## Problem statement
The records are to be restated in their entirety, word for word.

Records from a data source
------------------------------------------------------------

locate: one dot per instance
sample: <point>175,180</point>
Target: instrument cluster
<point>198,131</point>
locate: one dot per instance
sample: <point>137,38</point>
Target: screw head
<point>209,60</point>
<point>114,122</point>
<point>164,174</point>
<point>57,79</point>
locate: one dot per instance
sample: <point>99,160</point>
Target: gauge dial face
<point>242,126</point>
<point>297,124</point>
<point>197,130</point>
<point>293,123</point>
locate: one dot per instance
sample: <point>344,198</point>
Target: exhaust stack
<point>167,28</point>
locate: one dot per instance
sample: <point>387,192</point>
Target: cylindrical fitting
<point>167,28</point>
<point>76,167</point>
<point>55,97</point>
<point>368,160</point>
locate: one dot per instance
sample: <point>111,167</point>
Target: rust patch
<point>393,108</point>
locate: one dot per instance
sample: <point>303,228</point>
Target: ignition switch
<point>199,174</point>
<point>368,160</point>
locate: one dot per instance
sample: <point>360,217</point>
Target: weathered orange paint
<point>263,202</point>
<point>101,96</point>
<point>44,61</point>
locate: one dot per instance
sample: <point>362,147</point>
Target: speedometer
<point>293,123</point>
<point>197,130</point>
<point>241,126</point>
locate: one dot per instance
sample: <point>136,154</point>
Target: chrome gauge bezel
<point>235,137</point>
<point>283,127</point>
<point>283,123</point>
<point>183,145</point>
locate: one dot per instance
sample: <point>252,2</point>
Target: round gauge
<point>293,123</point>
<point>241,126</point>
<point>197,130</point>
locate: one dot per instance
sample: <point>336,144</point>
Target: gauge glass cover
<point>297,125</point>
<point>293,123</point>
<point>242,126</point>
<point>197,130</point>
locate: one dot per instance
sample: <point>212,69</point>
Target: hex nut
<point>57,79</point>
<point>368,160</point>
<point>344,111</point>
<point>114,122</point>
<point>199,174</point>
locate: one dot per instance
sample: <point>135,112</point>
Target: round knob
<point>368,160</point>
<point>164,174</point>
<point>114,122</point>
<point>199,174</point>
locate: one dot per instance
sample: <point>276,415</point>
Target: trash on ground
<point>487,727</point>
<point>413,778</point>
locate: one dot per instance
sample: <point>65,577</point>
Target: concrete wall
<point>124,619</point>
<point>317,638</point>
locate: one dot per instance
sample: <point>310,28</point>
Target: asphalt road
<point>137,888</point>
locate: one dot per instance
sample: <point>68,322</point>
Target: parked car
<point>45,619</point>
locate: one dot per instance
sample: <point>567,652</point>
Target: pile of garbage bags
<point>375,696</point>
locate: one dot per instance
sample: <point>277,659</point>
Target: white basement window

------------------------------------------------------------

## Output for this task
locate: one dot per instance
sample: <point>175,180</point>
Target: instrument cluster
<point>198,131</point>
locate: one dot per instance
sample: <point>137,38</point>
Target: screw head
<point>209,60</point>
<point>114,122</point>
<point>164,174</point>
<point>57,79</point>
locate: one dot per instance
sample: <point>99,160</point>
Target: gauge dial face
<point>242,126</point>
<point>297,124</point>
<point>197,130</point>
<point>293,123</point>
locate: one dot per instance
sample: <point>344,198</point>
Target: exhaust stack
<point>167,28</point>
locate: one dot per instance
sample: <point>387,192</point>
Target: cylindrical fitting
<point>167,28</point>
<point>76,167</point>
<point>55,97</point>
<point>368,160</point>
locate: one dot per instance
sample: <point>111,167</point>
Target: rust patch
<point>393,108</point>
locate: one dot per instance
sample: <point>303,228</point>
Target: ignition switch
<point>199,174</point>
<point>368,160</point>
locate: one dot per instance
sample: <point>360,217</point>
Target: weathered orange paint
<point>263,202</point>
<point>101,96</point>
<point>44,61</point>
locate: one dot per instance
sample: <point>362,147</point>
Target: speedometer
<point>293,123</point>
<point>197,130</point>
<point>241,126</point>
locate: one dot per instance
sample: <point>136,154</point>
Target: chrome gauge bezel
<point>235,137</point>
<point>283,127</point>
<point>283,123</point>
<point>183,145</point>
locate: one dot per instance
sample: <point>252,2</point>
Target: round gauge
<point>293,123</point>
<point>241,126</point>
<point>197,130</point>
locate: one dot per instance
sample: <point>336,144</point>
Target: gauge glass cover
<point>297,125</point>
<point>293,123</point>
<point>242,126</point>
<point>197,130</point>
locate: one dot per instance
sample: <point>212,69</point>
Target: hex nut
<point>57,79</point>
<point>368,160</point>
<point>344,111</point>
<point>114,122</point>
<point>199,174</point>
locate: one dot per instance
sample: <point>135,112</point>
Target: round knob
<point>368,160</point>
<point>164,174</point>
<point>114,122</point>
<point>199,174</point>
locate: one dot per instance
sample: <point>276,415</point>
Target: trash on ground
<point>487,727</point>
<point>413,778</point>
locate: one dot per instance
sample: <point>65,577</point>
Target: concrete wall
<point>124,619</point>
<point>317,638</point>
locate: one dot per instance
sample: <point>310,28</point>
Target: asphalt road
<point>137,888</point>
locate: one dot per instance
sample: <point>68,322</point>
Target: parked car
<point>45,619</point>
locate: one dot per instance
sample: <point>567,652</point>
Target: pile of garbage bags
<point>375,696</point>
locate: one dot per instance
sample: <point>277,659</point>
Target: white basement window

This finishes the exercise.